Rewrite the lines below as a numbered list, leaving out any blank lines.

..............................

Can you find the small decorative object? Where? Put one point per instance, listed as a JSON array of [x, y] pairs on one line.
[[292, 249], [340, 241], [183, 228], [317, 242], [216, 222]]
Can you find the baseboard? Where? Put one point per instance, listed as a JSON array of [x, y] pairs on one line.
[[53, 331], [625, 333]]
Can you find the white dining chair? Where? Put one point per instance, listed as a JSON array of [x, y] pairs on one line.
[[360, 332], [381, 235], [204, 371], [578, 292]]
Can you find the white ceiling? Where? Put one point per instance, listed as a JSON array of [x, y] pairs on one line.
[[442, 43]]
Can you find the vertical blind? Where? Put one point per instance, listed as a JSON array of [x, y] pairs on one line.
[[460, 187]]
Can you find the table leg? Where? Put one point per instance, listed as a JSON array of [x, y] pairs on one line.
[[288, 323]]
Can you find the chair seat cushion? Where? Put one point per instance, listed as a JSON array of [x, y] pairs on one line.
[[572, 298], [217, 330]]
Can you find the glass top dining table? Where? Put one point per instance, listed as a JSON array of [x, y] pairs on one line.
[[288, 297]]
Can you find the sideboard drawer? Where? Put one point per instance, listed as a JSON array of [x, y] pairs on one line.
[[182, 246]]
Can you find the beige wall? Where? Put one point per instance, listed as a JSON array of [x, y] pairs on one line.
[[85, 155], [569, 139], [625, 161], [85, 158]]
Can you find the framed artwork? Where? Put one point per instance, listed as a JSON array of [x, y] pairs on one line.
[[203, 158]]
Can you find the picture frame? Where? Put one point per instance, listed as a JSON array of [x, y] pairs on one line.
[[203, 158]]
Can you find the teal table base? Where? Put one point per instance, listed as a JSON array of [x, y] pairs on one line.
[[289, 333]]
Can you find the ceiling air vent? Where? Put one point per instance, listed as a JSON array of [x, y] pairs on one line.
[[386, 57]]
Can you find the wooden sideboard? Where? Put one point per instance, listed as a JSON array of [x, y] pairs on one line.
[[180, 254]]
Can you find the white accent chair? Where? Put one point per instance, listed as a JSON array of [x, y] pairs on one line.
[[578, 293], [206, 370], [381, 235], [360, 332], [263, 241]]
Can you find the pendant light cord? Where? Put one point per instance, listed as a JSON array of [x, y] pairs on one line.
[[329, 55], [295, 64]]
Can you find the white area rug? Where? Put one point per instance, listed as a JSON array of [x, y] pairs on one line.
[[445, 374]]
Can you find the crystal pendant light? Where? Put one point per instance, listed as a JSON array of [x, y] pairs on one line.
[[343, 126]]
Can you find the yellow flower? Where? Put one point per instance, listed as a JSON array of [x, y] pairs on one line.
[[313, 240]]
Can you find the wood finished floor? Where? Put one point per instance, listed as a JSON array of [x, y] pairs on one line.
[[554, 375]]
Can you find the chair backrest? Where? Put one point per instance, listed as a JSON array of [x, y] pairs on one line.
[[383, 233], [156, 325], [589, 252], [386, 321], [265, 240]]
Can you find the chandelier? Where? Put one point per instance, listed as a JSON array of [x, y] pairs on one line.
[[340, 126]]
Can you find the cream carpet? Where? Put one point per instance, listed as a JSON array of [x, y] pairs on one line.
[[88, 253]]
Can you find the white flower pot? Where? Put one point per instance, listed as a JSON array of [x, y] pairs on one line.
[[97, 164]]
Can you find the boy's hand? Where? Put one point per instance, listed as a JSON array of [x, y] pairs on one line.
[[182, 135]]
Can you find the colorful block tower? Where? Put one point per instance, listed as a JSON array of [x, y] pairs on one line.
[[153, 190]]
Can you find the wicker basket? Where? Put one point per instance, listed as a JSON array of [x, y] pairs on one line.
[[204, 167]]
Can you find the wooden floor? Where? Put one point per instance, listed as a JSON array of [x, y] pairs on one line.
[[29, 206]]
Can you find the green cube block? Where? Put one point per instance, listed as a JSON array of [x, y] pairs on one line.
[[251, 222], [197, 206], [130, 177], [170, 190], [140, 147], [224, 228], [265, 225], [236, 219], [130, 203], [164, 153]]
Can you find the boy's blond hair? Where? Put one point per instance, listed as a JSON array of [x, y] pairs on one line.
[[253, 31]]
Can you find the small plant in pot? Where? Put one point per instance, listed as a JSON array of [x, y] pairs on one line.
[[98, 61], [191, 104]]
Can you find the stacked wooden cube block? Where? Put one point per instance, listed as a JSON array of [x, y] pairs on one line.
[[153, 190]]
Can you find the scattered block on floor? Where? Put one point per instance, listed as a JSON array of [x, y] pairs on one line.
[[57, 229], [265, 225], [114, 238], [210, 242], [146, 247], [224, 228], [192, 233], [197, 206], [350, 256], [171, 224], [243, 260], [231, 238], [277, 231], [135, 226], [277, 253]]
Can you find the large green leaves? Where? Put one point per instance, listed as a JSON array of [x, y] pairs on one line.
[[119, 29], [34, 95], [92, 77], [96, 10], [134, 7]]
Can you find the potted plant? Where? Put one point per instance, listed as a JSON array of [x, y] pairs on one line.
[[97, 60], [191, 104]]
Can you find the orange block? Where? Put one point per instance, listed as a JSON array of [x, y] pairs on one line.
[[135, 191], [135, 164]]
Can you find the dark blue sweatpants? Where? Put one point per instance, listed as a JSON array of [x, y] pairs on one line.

..............................

• _Full response_:
1. Can you find the small decorative object? Where? Put one point per instance, listed as a JSON array of [x, y] pairs on one line.
2. [[292, 249], [340, 241], [183, 228], [317, 242], [216, 222]]
3. Can you find the baseboard? Where? Put one point per instance, listed as a JSON array of [x, y] pairs on one line.
4. [[53, 331], [625, 333]]
5. Can you find the white dining chair? Where? Put one point per instance, listed as a JSON array of [x, y] pairs on one line.
6. [[360, 332], [381, 235], [204, 371], [578, 292]]
7. Can you find the white ceiling? Where? Put one point per instance, listed as a JSON array of [x, y] pairs on one line.
8. [[442, 43]]
9. Can you find the vertical blind? Where? Put one point per instance, listed as a JSON array of [x, y] pairs on one line.
10. [[460, 187]]
11. Can you find the table leg? Where? Put one point per instance, listed as a JSON array of [x, y] pairs on one line.
12. [[288, 323]]
13. Can you find the chair seat cushion? Where? Put one point per instance, listed as a JSON array of [x, y] pairs on one line.
14. [[572, 298], [217, 330]]
15. Can you find the glass top dining table? Where? Put one point per instance, listed as a JSON array of [x, y] pairs on one line.
16. [[288, 297]]
17. Can you find the sideboard drawer? Where? Put one point per instance, listed as a JSON array of [x, y] pairs on one line.
18. [[182, 246]]
19. Can you find the beige wall? Where? Put one point per instance, listed as a JSON array of [x, y] pairs on one line.
20. [[85, 155], [569, 139], [625, 161], [85, 158]]
21. Can you find the framed artwork? Where? Put one point per instance, listed as a JSON array of [x, y] pairs on one line.
22. [[203, 158]]
23. Can you find the picture frame? Where? Put one point per instance, listed as a JSON array of [x, y] pairs on one line.
24. [[203, 158]]
25. Can you find the teal table base? Where? Put one point per instance, listed as a JSON array of [x, y] pairs on one line.
26. [[289, 333]]
27. Can you find the ceiling air vent? Where? Put one point per instance, listed as a JSON array of [x, y] pairs on one line.
28. [[386, 57]]
29. Can you find the wooden sideboard? Where? Put one point per instance, listed as a JSON array of [x, y] pairs on one line.
30. [[180, 254]]
31. Can you find the white accent chair? Where? Put one point per instance, listed as a JSON array of [x, y] pairs on one line.
32. [[578, 293], [206, 370], [381, 235], [360, 332], [263, 241]]
33. Can you find the pendant light cord? Where? Put one point per instance, listed as a JSON array of [x, y] pairs on one line.
34. [[329, 55], [295, 64]]
35. Can you find the white area rug? Where? Put one point per instance, listed as a JSON array of [x, y] pairs on one line.
36. [[445, 374]]
37. Can you find the crystal pendant light? Where? Put one point per instance, listed as a JSON array of [x, y] pairs on one line.
38. [[343, 126]]
39. Can you find the yellow flower? Where? Put one point per instance, listed as a JSON array of [x, y] pairs on one line.
40. [[313, 240]]
41. Can you find the wood finished floor? Where? Put one point per instance, listed as a JSON array of [x, y] pairs on one line.
42. [[554, 375]]
43. Can you find the chair backrest? Where? Put one point per instance, listed as a JSON array of [x, y] pairs on one line.
44. [[383, 233], [156, 325], [589, 252], [386, 321], [265, 240]]
45. Can you find the chandelier? Where? Put one point per instance, listed as a JSON array of [x, y] pairs on one line.
46. [[340, 126]]
47. Can you find the cream carpet? Where? Put one point per instance, listed as a JSON array of [x, y] pairs on one line.
48. [[88, 253]]
49. Can you find the white flower pot? Where? Put one point per instance, listed as a JSON array of [x, y] pairs on one line.
50. [[97, 164]]
51. Can you find the boy's hand? Where? Put one point per instance, listed as a JSON array of [x, y] pairs on one line.
52. [[182, 135]]
53. Can you find the colorful block tower? Where? Put one point per instance, listed as a JSON array of [x, y] pairs on one line.
54. [[153, 190]]
55. Can you find the wicker basket? Where? Put one point per instance, listed as a JSON array of [x, y] pairs on one line.
56. [[204, 167]]
57. Can you find the wooden floor? Where? Put one point per instance, listed as a JSON array of [x, y] pairs on one line.
58. [[29, 206]]
59. Can you find the green cube block? Where? Put one point per instance, listed as a JSON array of [x, y] pairs on one line.
60. [[251, 222], [197, 206], [130, 177], [170, 190], [140, 147], [224, 228], [265, 225], [236, 219], [130, 203], [164, 153]]
61. Can you find the boy's blond hair? Where? Put one point per instance, listed as a JSON array of [x, y] pairs on one line.
62. [[253, 31]]
63. Can you find the small plant in pot? Where? Put one point per instance, listed as a JSON array of [x, y] pairs on one line.
64. [[98, 61], [191, 104]]
65. Can you find the stacked wooden cube block? Where? Put one point per instance, listed as a JSON array of [x, y] pairs on one line.
66. [[153, 190]]
67. Can you find the scattered block on floor? Where? Put one point per instance, listed as a JSON array of [x, y] pairs on one line.
68. [[57, 229], [265, 225], [114, 238], [210, 242], [146, 247], [224, 228], [192, 233], [197, 206], [350, 256], [171, 224], [243, 260], [231, 238], [277, 231], [135, 226], [277, 253]]
69. Can you find the large green leaves? Where? Put one point per instance, listed as a JSON array of [x, y] pairs on one line.
70. [[119, 29], [34, 95], [92, 77], [96, 10], [134, 7]]
71. Can you find the potted plant? Where? Put one point per instance, listed as a JSON array of [x, y] pairs on one line.
72. [[97, 60], [191, 104]]
73. Can you find the orange block? Where? Put one point per instance, listed as a JSON array of [x, y] pairs on one line.
74. [[135, 191], [135, 164]]
75. Can you find the dark blue sweatpants? Where? Put one point per instance, listed as a JSON array of [x, y] pairs on one line.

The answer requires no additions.